§ **SOURCE EXTRACT**
=-=-=

69 Love Songs #10
by Oliver Rose
Photo: Father John Misty
Welcome back to week #10 of 69 Love-songs (we’re nearly halfway!) After the last episode’s 80s/90s guitar-rock-fest, I’ve got some more modern selections for you today. As usual, the week’s “songs about love” have been selected for their seamless segues (you’re most welcome). Shall we, then?
1. Some Things Cosmic – Angel Olsen
Angel Olsen is a rising star on the alternative country scene; her latest album, My Woman, was released to critical acclaim just last month and it’s a really rather beautiful thing. The roots of Olsen’s heart-wrenching (and yet strangely punk-rock) gentility can be traced back to her first album – specifically, this track; one she still plays live today. Some Things Cosmic is about as lo-fi as it gets: crackling production, muffled instruments and naturally, the genre’s near-sanctimonious handling of reverb. Underneath this soft chaos though, lie a gorgeous melody and a bewitching lyric. Alongside the butter-wouldn’t-melt acoustic arpeggios, Olsen’s broad birdsong oscillates arrestingly, delivering its damning message of imminent departure: “know that I am hanging on / to the things that you said”, she sadly intones. Compared with the energy of Burn Your Fire For No Witness, Olsen sounds almost unfinished here; scratchy and half-baked even. But then, isn’t that the charm of it? After all, this isn’t just a relatable poem about the end of love; it actually sounds as though it were intentionally left on a telephone answer machine for you to discover and perversely cherish, sobbing uncontrollably with every repeat listen. Unquestionably, the best performance of this track is the Pitchfork Festival recording from last year; Olsen’s vocal delivery is effortless and the audience are rightly transfixed. You can check it out here.

=-=-=

§ **WHAT TO WORK ON**
a) Answer these from the 69 Love Songs post:
(i) Which week of the series does the post cover?
(ii) What is the title of Angel Olsen's latest album?
(iii) Which recording of Some Things Cosmic does the post call the best performance of the track?
b) Pick up the 69 Love Songs post after its final sentence and write what comes next.

§ **MATERIAL SUPPLIED**
=-=-=

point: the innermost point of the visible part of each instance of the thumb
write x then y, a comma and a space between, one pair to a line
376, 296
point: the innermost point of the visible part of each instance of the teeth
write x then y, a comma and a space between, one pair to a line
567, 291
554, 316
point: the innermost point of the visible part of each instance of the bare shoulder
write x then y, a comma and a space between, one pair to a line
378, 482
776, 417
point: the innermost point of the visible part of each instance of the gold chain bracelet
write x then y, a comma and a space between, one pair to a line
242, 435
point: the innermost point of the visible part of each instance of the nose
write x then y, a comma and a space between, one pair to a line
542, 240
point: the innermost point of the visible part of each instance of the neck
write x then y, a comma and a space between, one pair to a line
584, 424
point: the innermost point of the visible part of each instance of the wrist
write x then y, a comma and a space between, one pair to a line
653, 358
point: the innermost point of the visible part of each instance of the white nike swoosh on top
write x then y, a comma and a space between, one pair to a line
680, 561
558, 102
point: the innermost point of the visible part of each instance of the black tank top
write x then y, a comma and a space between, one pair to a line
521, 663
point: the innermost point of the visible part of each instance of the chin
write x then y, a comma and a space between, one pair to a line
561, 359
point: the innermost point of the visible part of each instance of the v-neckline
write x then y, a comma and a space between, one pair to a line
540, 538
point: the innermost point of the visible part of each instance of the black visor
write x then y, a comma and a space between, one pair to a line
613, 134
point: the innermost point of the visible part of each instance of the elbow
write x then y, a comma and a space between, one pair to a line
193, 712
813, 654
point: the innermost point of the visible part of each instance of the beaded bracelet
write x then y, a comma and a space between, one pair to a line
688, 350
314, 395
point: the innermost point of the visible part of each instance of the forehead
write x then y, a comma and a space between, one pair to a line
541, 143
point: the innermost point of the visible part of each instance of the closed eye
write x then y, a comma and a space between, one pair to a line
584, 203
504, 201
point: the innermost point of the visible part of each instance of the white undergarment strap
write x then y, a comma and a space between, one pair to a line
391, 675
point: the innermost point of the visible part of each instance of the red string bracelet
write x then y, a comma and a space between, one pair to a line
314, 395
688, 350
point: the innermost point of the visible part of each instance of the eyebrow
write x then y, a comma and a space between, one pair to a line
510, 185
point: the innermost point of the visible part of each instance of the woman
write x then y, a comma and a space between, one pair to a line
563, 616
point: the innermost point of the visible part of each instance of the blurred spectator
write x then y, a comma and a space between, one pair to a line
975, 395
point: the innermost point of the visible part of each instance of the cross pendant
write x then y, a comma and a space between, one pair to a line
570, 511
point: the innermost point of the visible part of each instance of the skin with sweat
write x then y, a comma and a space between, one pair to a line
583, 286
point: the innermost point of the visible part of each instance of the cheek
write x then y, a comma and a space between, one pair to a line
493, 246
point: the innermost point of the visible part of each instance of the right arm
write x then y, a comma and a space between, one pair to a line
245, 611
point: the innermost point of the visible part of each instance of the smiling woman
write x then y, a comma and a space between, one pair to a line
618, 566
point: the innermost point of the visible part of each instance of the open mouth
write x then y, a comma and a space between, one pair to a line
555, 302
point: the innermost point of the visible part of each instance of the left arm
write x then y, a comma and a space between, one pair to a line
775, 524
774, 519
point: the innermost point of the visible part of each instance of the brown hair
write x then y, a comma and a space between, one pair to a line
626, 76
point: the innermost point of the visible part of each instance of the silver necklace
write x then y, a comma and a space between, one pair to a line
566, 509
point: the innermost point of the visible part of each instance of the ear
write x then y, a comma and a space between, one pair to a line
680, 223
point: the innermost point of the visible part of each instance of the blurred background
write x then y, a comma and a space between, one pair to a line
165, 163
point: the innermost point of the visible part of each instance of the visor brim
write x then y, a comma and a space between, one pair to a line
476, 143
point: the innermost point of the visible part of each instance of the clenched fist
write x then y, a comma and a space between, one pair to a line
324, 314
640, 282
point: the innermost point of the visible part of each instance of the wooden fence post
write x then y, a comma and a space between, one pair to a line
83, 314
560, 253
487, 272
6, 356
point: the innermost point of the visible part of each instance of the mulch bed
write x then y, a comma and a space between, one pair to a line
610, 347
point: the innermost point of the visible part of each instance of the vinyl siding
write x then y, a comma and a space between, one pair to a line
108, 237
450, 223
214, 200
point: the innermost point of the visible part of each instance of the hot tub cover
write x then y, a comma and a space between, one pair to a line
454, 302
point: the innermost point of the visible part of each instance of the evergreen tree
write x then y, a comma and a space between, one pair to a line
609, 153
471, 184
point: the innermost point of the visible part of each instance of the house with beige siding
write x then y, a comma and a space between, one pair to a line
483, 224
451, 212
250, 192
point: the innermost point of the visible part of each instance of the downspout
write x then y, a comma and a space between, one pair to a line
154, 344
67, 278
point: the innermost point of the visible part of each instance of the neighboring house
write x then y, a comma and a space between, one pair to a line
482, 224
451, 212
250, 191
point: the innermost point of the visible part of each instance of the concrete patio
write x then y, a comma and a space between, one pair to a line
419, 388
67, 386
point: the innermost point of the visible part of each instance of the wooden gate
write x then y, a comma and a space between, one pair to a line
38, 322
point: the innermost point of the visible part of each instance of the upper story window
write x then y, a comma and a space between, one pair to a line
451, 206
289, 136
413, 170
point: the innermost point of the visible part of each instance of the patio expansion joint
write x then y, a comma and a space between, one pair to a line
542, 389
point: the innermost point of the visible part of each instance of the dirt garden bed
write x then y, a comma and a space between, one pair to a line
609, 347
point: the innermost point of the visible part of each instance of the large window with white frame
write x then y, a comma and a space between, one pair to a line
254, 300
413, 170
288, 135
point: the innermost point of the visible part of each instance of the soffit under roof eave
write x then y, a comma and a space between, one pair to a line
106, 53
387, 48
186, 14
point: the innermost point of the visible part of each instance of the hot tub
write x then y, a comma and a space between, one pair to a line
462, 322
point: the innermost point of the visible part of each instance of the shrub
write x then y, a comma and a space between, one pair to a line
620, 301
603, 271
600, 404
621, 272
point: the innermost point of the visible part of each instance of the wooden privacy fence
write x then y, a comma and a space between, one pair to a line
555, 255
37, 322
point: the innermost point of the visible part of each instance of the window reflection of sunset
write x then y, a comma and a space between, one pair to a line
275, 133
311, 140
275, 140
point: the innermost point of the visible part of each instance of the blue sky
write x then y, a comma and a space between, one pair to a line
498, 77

=-=-=

§ **ANSWERS BY TASK**
a)
(i) Week #10.
(ii) My Woman.
(iii) The Pitchfork Festival recording from the previous year.

b)
2. Brutal Love – Green Day
Never was a rock album so shambolically promoted – let alone three. Green Day’s ¡Uno! ¡Dos! ¡Tré! trilogy was a train-wreck, start to finish: Billie-Joe Armstrong’s now infamous Justin Bieber rant led straight to spell in rehab; ¡Uno!’s release, days later, was met with ambivalence at best; and finally, the desperate-looking release date change for ¡Tré! from January to December ended up totally backfiring, as Green Day finished the race with a disgusting peak of #31 in the UK album chart. There were no singles from the second and third albums; the new material was almost totally side-lined in live shows; the critics hated it. Now, for me, the period produced some interesting stuff. To my ears, Green Day were making superfluous pop-punk again, a welcome break from the by-then contrived rock-opera format. There are some real bangers in there: Nuclear Family, Sweet 16, X-Kid etc. There are also some heartfelt experiments, namely the Amy Winehouse tribute that closes ¡Dos!, a sparse, delicate moment in a three-record barrage of thick guitars. Another of these interludes comes in the form of Brutal Love, track one on ¡Tré! Written in waltz-time and built on fantastic chords, Brutal Love is yet another opine on the agony of romance and it’s certainly no work of lyrical genius – melodically however, it’s a deeply satisfying thing, with stunning production and an excellently structured key change finale. It does make an inconsistent thing of ¡Tré!; and yes, it isn’t as objectively clever as Jesus Of Suburbia. It is however, a really lovely tune and, like the rest of this unfairly lambasted moment in the Green Day canon, deserves a fairer chance.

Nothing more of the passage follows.